--- Texte à lire ---
Quelle est la recette parfaite pour raconter une bonne histoire ? Surtout lorsque cette dernière est une commande brutale d’une bonne amie dont vous n’avez pas eu de nouvelles depuis belle lurette et qui s’autorise à réapparaître dans votre vie avec des exigences de princesse ?
C’est de cette manière, quelque peu surréaliste, que débute ce roman. La narratrice est une écrivaine basée à Paris. Elle s’exprime à la première personne du singulier. Elle a fait partie d’un groupe de cinq adolescentes martiniquaises qu’elle a perdues de vue après les années fac. Pour être précis, la narratrice a été exclue de ce cercle à cette période de bascule de leurs vies respectives, sans réellement connaître les raisons de cette mise à l’écart. La réapparition de sa bonne amie Madeleine Démétrius, fait donc remonter de nombreux souvenirs. Près de la place Saint Michel, dans le cadre d’un rendez-vous organisé à l’insu du mari de Madeleine, elles échangent. Madeleine parle, fournit quelques bribes de certains épisodes de sa vie et surtout de sa jeunesse qui semblent avoir un impact sur sa vie bien rangée de bourgeoise. L’écrivaine ne refuse pas le projet que son ancienne amie lui soumet, à savoir écrire un roman sur son histoire. Parmi les éléments que Madeleine transmet, il y a un triangle ambigu qu’elle a constitué, du temps de l’adolescence, avec une copine de collège et un militaire. Deux jeunes filles, un homme d’âge mûr, une relation complexe où, Madeleine, est cependant tenue à distance… Et la narratrice qui doit comprendre l’histoire, la reconstituer et imaginer le pourquoi de la requête de Madeleine et ses incidences, aujourd’hui…
Alors que j’avançais dans ma lecture de ce beau roman, il est un point que je me devais d’aborder dans mon analyse : « Peut-on être un bon écrivain et une parfaite poire ? ». Il y a un point sur lequel j’ai calé, à savoir l’apparente fragilité de l’écrivaine.

--- Lignes enregistrées ---

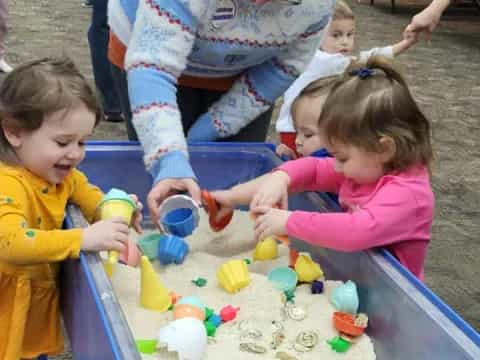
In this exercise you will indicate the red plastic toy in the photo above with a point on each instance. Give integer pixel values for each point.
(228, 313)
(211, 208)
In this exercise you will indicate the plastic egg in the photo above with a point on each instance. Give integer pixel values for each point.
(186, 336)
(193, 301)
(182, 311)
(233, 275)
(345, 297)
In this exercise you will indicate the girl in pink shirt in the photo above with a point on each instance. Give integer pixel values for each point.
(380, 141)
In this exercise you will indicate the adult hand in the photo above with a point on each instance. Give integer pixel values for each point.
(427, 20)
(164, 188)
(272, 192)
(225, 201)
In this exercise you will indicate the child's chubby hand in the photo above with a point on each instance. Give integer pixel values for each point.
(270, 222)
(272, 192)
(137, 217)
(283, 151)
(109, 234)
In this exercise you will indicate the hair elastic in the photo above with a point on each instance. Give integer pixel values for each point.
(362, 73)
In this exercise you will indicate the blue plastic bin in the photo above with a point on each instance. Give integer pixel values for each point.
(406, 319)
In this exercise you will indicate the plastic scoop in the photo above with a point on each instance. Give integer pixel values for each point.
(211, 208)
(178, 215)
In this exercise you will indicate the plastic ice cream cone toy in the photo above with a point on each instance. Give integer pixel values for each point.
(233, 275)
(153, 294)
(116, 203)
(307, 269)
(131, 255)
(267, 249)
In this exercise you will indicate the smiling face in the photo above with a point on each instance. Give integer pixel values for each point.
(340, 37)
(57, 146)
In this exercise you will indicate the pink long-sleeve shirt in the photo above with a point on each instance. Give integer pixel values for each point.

--- Consignes à respecter ---
Recopiez fidèlement, dans la critique du roman présentée plus haut, le passage qui commence par les mots contenant « Quelle est la » et se termine par « de princesse ? ».

--- Réponse complète ---
Quelle est la recette parfaite pour raconter une bonne histoire ? Surtout lorsque cette dernière est une commande brutale d’une bonne amie dont vous n’avez pas eu de nouvelles depuis belle lurette et qui s’autorise à réapparaître dans votre vie avec des exigences de princesse ?